◆ Task instructions: Work out how many lines of the records below contain the string "meat", with case counting, and give only that number.

◆ Data rows:
________________________

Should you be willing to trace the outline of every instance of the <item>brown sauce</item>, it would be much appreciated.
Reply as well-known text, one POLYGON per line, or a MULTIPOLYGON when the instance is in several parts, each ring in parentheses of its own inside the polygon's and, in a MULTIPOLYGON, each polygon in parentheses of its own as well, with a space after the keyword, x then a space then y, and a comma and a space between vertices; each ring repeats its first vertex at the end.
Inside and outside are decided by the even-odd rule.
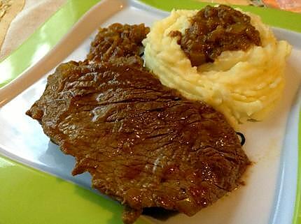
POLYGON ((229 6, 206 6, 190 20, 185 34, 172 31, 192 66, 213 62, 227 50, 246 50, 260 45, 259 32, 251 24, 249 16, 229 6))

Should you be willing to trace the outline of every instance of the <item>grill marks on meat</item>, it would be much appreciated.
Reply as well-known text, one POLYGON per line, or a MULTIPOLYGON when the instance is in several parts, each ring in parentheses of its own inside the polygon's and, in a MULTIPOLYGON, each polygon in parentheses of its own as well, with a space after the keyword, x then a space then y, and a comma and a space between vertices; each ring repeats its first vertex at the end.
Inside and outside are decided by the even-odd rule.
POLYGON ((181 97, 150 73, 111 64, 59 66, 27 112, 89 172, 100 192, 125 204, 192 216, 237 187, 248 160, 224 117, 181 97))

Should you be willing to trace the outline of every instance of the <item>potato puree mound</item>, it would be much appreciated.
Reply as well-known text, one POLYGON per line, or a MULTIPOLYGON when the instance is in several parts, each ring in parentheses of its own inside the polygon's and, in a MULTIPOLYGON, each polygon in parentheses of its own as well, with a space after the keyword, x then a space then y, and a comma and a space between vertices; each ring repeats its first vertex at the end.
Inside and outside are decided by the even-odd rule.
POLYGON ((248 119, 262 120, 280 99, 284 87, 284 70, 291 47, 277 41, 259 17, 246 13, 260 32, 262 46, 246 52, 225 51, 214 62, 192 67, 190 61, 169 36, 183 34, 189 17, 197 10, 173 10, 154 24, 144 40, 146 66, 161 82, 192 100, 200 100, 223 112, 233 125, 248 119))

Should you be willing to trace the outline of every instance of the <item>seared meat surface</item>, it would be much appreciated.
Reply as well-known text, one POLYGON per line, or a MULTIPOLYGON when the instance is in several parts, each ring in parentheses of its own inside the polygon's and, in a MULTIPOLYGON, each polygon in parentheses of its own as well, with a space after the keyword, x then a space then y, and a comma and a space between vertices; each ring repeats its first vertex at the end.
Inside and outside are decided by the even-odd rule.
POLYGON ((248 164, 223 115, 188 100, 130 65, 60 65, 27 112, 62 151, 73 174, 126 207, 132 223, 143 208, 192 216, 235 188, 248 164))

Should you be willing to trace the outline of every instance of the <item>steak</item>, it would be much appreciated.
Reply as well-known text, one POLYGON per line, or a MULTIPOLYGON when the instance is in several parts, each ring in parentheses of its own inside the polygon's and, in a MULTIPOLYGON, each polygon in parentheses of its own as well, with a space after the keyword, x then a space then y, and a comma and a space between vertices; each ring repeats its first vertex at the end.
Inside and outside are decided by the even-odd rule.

________________________

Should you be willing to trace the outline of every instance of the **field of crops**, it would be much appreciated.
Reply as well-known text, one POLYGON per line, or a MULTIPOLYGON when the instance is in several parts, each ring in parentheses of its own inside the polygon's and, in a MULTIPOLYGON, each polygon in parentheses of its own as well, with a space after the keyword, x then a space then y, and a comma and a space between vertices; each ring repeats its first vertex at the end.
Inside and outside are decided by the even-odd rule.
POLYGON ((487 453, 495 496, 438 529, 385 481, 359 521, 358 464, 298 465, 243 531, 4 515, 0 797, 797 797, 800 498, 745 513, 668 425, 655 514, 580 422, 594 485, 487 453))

________________________

◆ Correct answer: 2